* _DIRECTIONS FOR THIS TASK_: Starting from the line containing "of the off-road", write out the rest of the entries exactly, through the final line, including nothing else.

* _WORKING DATA_:

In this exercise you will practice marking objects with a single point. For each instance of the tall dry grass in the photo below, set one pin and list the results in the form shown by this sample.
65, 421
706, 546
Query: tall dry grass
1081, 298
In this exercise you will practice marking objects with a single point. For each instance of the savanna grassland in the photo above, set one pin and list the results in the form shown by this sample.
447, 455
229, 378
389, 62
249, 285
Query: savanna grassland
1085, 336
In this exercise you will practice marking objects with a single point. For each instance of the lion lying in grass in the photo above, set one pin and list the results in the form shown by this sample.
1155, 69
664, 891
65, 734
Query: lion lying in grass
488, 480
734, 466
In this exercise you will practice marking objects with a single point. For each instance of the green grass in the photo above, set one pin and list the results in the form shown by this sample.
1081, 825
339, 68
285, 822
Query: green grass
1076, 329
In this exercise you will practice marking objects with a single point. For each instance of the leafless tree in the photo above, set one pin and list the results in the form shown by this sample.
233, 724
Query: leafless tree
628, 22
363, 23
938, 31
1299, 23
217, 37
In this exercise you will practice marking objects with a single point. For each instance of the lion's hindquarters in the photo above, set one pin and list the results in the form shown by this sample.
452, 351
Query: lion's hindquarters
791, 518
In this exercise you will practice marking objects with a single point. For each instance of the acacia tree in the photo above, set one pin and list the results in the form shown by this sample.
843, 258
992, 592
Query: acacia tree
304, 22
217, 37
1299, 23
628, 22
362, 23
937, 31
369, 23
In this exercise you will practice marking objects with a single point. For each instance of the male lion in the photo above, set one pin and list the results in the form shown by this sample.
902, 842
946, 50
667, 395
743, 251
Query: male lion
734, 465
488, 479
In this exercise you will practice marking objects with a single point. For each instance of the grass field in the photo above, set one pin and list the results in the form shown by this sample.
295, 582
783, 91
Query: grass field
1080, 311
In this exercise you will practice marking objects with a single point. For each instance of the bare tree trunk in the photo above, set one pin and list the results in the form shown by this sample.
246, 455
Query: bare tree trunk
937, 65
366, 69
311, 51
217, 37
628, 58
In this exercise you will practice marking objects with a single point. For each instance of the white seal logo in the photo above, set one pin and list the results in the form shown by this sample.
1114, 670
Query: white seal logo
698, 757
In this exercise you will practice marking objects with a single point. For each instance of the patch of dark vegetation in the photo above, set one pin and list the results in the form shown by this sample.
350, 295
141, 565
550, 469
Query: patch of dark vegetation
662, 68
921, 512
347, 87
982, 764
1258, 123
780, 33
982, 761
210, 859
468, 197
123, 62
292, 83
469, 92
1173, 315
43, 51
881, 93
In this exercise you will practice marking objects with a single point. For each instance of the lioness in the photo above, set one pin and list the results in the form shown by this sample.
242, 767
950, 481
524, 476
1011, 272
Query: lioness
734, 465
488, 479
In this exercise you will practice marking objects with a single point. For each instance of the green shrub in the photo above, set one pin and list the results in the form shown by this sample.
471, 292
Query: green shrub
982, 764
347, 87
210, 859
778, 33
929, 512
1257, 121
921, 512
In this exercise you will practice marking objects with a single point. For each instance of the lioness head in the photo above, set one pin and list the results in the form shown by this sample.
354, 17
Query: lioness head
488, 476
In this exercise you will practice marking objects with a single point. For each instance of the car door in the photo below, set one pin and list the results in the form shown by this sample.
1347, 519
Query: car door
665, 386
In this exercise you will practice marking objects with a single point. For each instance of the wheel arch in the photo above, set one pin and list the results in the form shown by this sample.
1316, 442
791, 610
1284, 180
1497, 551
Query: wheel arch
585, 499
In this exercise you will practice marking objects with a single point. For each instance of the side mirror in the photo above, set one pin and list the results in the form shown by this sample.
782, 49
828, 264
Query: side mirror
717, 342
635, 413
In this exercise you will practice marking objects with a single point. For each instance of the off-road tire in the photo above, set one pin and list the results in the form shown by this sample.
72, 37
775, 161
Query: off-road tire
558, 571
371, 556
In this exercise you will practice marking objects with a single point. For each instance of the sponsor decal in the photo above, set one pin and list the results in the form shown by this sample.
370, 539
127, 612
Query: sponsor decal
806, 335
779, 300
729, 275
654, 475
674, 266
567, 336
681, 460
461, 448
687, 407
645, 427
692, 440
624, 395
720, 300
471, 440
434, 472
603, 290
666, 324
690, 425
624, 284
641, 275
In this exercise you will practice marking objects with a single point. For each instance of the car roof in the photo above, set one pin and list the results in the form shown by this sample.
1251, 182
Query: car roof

* _RESULT BELOW_:
In this exercise you will practice marking objects with a single point. For each instance of the off-road tire in the photo above, set one pin and list the results in the form shown by this sample.
72, 37
775, 161
Query: off-road tire
558, 571
371, 556
In this exercise you will practice marking objects with a single point. For each instance of the sponsor decal in the photo above, set one pin and list the results in the form shown by this sample.
370, 539
127, 612
Query: sponsor decal
806, 335
779, 300
729, 275
654, 475
674, 266
567, 336
681, 460
461, 448
687, 407
645, 427
692, 440
624, 395
720, 300
471, 440
434, 472
603, 290
666, 324
690, 425
624, 284
641, 275
In this exercise you will practice marking objects with a single point. For each instance of the car roof in the photo above, set one pin and list the results in the form shown by this sample.
1251, 182
Query: car roof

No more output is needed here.